## What the task requires:
Every record, apart from its pictures, should be repeated exactly.

## Data for this exercise:

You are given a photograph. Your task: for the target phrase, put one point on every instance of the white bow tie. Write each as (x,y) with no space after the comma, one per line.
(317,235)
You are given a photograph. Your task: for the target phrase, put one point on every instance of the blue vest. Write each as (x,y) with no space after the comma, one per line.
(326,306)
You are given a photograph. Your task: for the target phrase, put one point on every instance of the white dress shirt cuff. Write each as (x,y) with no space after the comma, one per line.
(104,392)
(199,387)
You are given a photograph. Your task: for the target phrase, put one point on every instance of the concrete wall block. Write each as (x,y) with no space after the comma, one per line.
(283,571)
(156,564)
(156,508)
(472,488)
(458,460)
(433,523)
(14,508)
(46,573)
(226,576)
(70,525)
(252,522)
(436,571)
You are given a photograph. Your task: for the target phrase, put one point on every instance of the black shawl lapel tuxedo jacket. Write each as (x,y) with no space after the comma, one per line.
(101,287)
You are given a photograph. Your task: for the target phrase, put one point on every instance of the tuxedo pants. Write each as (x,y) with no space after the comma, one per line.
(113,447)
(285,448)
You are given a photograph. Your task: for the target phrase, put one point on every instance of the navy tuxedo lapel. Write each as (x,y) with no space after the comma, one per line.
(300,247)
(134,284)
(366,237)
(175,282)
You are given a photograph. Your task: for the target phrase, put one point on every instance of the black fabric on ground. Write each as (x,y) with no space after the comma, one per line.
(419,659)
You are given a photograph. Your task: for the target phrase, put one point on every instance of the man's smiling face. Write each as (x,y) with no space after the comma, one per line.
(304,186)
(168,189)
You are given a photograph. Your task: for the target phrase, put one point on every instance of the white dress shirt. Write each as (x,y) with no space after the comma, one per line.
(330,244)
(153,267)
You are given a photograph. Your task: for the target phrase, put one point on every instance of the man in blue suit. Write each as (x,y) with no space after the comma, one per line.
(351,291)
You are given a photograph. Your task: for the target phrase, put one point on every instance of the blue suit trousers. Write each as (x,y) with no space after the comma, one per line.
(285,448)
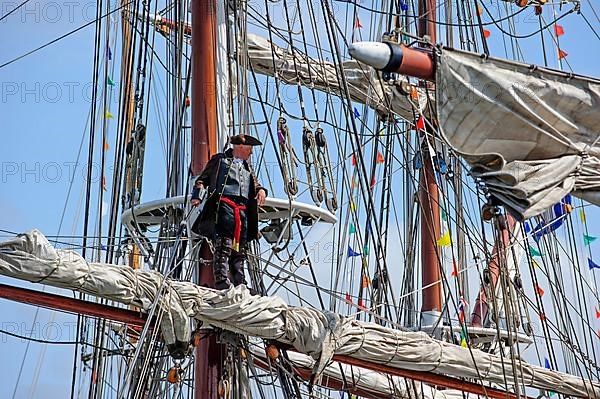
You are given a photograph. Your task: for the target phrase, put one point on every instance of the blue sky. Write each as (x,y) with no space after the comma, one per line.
(45,101)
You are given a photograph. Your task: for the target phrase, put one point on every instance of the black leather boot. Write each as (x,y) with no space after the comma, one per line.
(221,263)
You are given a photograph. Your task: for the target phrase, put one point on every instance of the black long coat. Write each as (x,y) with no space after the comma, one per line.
(205,224)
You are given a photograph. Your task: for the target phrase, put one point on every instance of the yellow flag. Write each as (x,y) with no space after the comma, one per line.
(445,241)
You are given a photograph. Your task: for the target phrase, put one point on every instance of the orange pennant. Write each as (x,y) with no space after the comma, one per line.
(562,54)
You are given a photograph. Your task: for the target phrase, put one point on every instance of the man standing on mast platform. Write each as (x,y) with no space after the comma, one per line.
(230,216)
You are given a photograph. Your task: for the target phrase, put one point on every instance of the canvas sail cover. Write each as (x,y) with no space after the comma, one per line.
(532,135)
(364,84)
(321,334)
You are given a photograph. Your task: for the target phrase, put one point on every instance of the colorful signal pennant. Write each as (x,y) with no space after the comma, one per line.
(592,265)
(352,253)
(539,290)
(562,54)
(559,30)
(534,252)
(587,239)
(445,240)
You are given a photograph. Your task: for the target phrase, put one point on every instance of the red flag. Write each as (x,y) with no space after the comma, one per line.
(421,123)
(539,290)
(562,54)
(559,30)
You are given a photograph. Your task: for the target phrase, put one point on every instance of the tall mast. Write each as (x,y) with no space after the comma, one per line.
(204,144)
(431,306)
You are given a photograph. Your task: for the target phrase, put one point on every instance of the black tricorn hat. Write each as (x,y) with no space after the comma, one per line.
(244,139)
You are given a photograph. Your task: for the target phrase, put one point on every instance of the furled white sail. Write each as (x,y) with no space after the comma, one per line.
(320,334)
(364,84)
(531,134)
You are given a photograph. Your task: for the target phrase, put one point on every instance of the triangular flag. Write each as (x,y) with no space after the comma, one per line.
(562,54)
(360,303)
(534,252)
(592,265)
(559,30)
(421,123)
(539,290)
(587,240)
(454,270)
(445,240)
(366,281)
(352,252)
(352,206)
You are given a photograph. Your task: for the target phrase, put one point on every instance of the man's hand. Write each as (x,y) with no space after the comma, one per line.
(196,201)
(260,197)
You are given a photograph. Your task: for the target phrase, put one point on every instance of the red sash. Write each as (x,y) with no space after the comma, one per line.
(237,230)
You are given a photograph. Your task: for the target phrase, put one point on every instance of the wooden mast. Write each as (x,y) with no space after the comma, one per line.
(204,144)
(431,306)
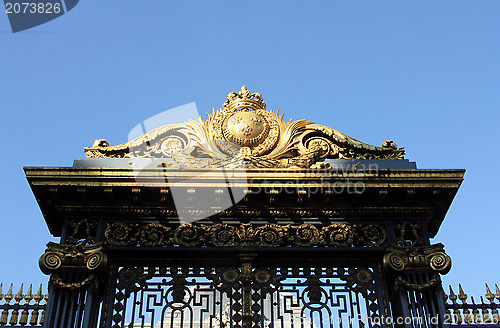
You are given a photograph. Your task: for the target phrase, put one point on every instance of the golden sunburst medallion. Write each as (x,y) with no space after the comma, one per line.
(245,121)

## Answer area:
You are given a photograph. Your task: for the target phrase, put one point on every instance of the white bow tie. Write each as (x,y) with no space after the comma, one per line.
(317,235)
You are given a photograph. Your task: for the target phrase, put one point on every instance of the blue vest. Write each as (x,y) with no space after the comma, one per line.
(326,306)
You are given a photograph. Your task: for the target phrase, put one point on every instance of the white dress shirt cuff. Write each as (x,y) with no space after the comma, one per line.
(104,392)
(199,387)
You are given a photograph. Your task: for the target phrase, put one point on every instance of the concrete wall block. Write each as (x,y) with no space after the comma, one per line.
(283,571)
(156,564)
(156,508)
(472,488)
(458,460)
(433,523)
(14,508)
(46,573)
(226,576)
(70,525)
(252,522)
(436,571)
You are given a photograph. Your task: for the target phrase, put one point on every instance of the black shawl lapel tuxedo jacket. Write each as (x,y) with no space after the comma, one per line.
(101,287)
You are given a photograph. Your task: for the target phrase, put one point on every instance of the tuxedo pants. Write each as (x,y) with no space after the comma, one per line.
(113,447)
(285,448)
You are given a photograph. Your task: for the target phrase, put one point on every instance of the navy tuxedo lapel. Write each as (x,y) with no space after the comma, one per line.
(300,247)
(134,284)
(366,237)
(175,282)
You are given a photograph. Your task: for the target phrase, put one point on every instance of the black fabric on ground. Write each as (x,y) with no space after the comma, one per line.
(419,659)
You are given a photograph. Your task: for the target phrase, put one point on every instance of the man's smiling face. Write each as (x,y) with no space after the comma, one per line.
(304,186)
(168,189)
You are given a photograph. Your task: for the target phrase, put one point on every instance of the white dress shirt. Write each as (x,y) with no space after the comma, one per line.
(330,244)
(153,267)
You are given a photograph. Your task: for the target phrase, put one point on every instance of the man in blue suit. Write each as (x,y) with no space after the comma, one per line.
(351,291)
You are given a photograph. Your task: for the target phrase, put one point on every instance of the blue suit trousers. Write each as (x,y) with no space after the comma, one per line.
(285,448)
You are given a photograph. Your task: for the target phrase, put one point on every instance of the blue sky. Write each as (x,y) with no space after the comma, one per line.
(45,101)
You are given a photograph. Your task: for the target phrase, put one point on every instance of the black leather boot. Write each as (x,y) with no space after the comma, one per line.
(221,263)
You are given a photograph. Your task: for the target phrase, put one point on every instance of the black long coat. Write each as (x,y) with no space after the comma, one per line.
(205,224)
You are given a photograph. Your task: for the target phrase, put one point on every instance of the yellow flag. Write each as (x,y) with no space after the comma, one per line.
(445,241)
You are given a photograph. Your task: for the target phrase, put one point on every instance of the orange pennant. Write each as (x,y) with no space after the comma, one per line.
(562,54)
You are given a photograph. Your task: for the target phrase, put one point on every instance of the man standing on mast platform. Write each as (x,y) with no space after the comma, one per line.
(230,216)
You are given a photograph. Your task: for the target phrase, put one point on every instance of the canvas sail cover. Write each as (x,y) with no space after the comma, one per line.
(532,135)
(364,84)
(321,334)
You are given a photograph. Your task: for the target phrase, put one point on every instance of the colorful signal pennant. Write each as (x,y) with no space after the comma, one per line.
(592,265)
(352,253)
(539,290)
(562,54)
(559,30)
(534,252)
(587,239)
(445,240)
You are given a photograph. Your task: for the target phrase, put one point on every instance of the red flag. Write each as (x,y) with no space after the comma, one per line.
(421,123)
(539,290)
(562,54)
(559,30)
You are given a photograph. Your task: for the target phrase, put one point on every instance of the tall mast. Write each as (x,y) with no space after the comma, one per line.
(204,144)
(431,306)
You are given a photograph. Your task: for the target phrase, put one point on every instance of the black tricorn hat. Write each as (x,y) with no space after the comma, one per line.
(244,139)
You are given a photograph. Your task: for the target phrase, put one point on every instance of the furled white sail. Write each as (x,y) with no space after the comma, one per line.
(320,334)
(364,84)
(531,134)
You are given a photograph. Your task: for the target phrase, put one point on every instance of the triangular flag. Write each as (x,y) with no space after the comma, one per line.
(562,54)
(360,303)
(534,252)
(592,265)
(559,30)
(421,123)
(539,290)
(587,240)
(454,270)
(445,240)
(366,281)
(352,252)
(352,206)
You are given a photograph. Your task: for the target phrase, put one point on every instance of the man's hand. Write each as (x,y) with no space after the comma, one per line.
(196,201)
(260,197)
You are given a photograph. Your task: for the target phrase, put one point on every instance of the red sash. Write each as (x,y) with no space after the comma, one per line.
(237,230)
You are given a photograph. Your task: for the target phrase, put one point on every instance of the wooden mast. Write each as (x,y) with no space after the comma, one per line.
(204,144)
(431,306)
You are given a photograph. Your task: for the target phrase, put one point on every instance of the golden sunburst medallion. Write each as (x,y) with no space after the comma, one per line.
(245,121)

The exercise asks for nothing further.